Convert the records below, from the line containing "For every instance of the side" up to and including the line containing "Target: wheel rim", into a numbered list with any blank lines omitted. Leave the pictures out of the list.
-- Begin DATA SECTION --
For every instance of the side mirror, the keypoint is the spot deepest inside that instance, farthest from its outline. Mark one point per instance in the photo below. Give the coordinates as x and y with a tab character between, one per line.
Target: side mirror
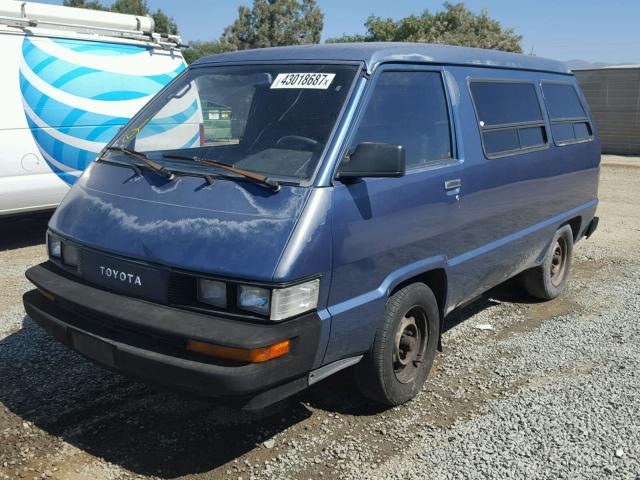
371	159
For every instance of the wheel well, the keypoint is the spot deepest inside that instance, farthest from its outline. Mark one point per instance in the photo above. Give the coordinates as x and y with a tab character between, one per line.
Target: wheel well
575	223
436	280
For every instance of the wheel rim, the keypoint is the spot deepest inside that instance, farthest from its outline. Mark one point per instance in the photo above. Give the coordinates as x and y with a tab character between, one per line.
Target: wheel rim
-- End DATA SECTION --
-- Begin DATA SECTION --
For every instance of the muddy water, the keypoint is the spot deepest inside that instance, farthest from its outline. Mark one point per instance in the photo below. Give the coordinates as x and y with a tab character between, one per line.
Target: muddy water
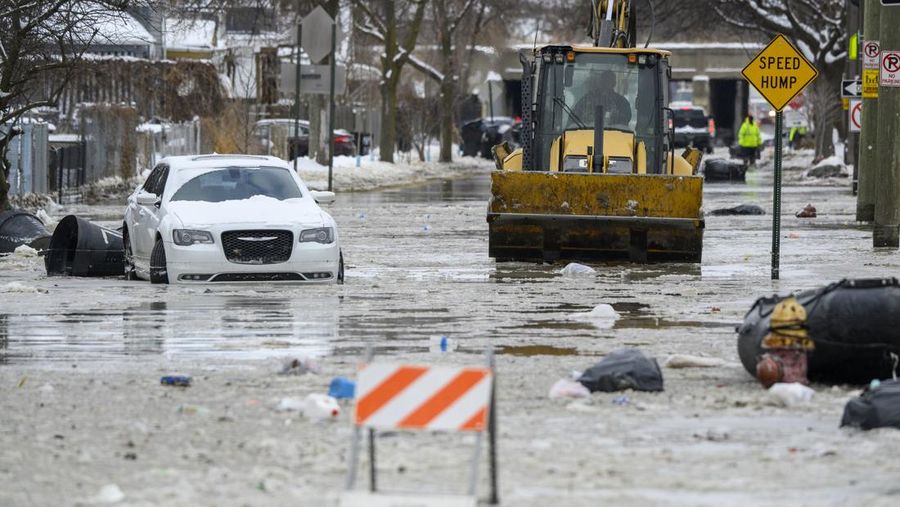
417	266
-- End DATA SECTION --
*COMPLETED TASK*.
1. For every instance of the side mirror, the keypoint is the spot deepest inside that instance, farthest from its outline. Mark one point per instance in the photo below. Give the coordinates as x and y with a tab character between, one per line.
2. Target: side mirror
3. 371	159
4. For every instance of the wheel well, the keypoint is the spot deepest inside that instance, farthest from its outline. Mark one point per instance in the photo above. Give the coordinates as x and y with a tab character between, one per line.
5. Target: wheel well
6. 575	223
7. 436	280
8. For every instance of the wheel rim, the keypoint is the spot deepest inside that instance, farthest from its outline. Mark one point per instance in the photo above. Give the coordinates as x and y with a tab character between, one per line.
9. Target: wheel rim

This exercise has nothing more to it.